▸ **Estratto della pagina**
- - - - - - -

La paga oraria, compresa tra i 5 e i 6 euro all’ora, è risultata nettamente inferiore ai minimi stabiliti dai contratti collettivi nazionali; la retribuzione mensile era di conseguenza estremamente bassa, in molti casi inferiore ai 500 euro mensili.

Per ripagare le somme pretese dai due caporali per l’agognato permesso di soggiorno e per la regolarizzazione amministrativa (fino a 10.000 euro), i braccianti erano costretti a subire decurtazioni dai già miseri stipendi, con la scusa di coprire costi legati a documenti, permessi e alloggi fatiscenti messi a disposizione dalla cooperativa stessa.

Ovviamente gli investigatori hanno rilevato anche violazioni in materia di salute e sicurezza sui luoghi di lavoro, altro elemento che ha portato la magistratura piacentina a contestare ai due arrestati il reato di illecito sfruttamento della manodopera (il cosiddetto caporalato).

- - - - - - -

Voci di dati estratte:

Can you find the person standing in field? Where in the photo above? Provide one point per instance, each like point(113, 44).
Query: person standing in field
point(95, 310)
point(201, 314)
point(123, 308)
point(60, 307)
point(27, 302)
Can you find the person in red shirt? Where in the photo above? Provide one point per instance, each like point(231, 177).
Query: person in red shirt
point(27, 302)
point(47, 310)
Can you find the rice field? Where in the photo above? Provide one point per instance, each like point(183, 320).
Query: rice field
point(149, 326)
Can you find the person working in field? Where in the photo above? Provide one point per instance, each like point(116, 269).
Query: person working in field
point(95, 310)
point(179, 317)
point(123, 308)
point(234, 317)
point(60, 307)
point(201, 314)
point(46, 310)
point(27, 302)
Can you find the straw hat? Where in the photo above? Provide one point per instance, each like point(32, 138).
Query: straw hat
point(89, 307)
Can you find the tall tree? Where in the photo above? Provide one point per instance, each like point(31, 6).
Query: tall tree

- - - - - - -

▸ **Consegna 1**
Secondo l'estratto sullo sfruttamento dei braccianti, quale era la paga oraria dei lavoratori?
▸ **Consegna 2**
Fornisca il seguito dell'estratto sullo sfruttamento dei braccianti, partendo dopo l'ultima frase riportata.
L'elenco costituisce materiale a sé stante, distinto dall'estratto.

▸ **Risposta 1**
Era compresa tra i 5 e i 6 euro all'ora.

▸ **Risposta 2**
Condizioni da incubo

Ai lavoratori non era mai stata fornita alcuna formazione specifica in materia di salute e sicurezza sul lavoro, né dispositivi di protezione individuale obbligatori, ad eccezione di semplici guanti di base. Inoltre erano sprovvisti di visite mediche preventive e periodiche, come previsto dalla legge. Le condizioni igienico-sanitarie sia degli ambienti di lavoro che degli alloggi risultavano estremamente precarie, con seri rischi per la salute e l'incolumità dei lavoratori stessi.

I braccianti venivano quotidianamente trasportati sui luoghi di lavoro con veicoli intestati alla cooperativa gestita dai due caporali.

Durante l'operazione, oltre agli arresti, le forze dell'ordine hanno effettuato il sequestro preventivo di tre furgoni utilizzati per il trasporto dei lavoratori e di alcune abitazioni che risultavano in condizioni di estremo degrado.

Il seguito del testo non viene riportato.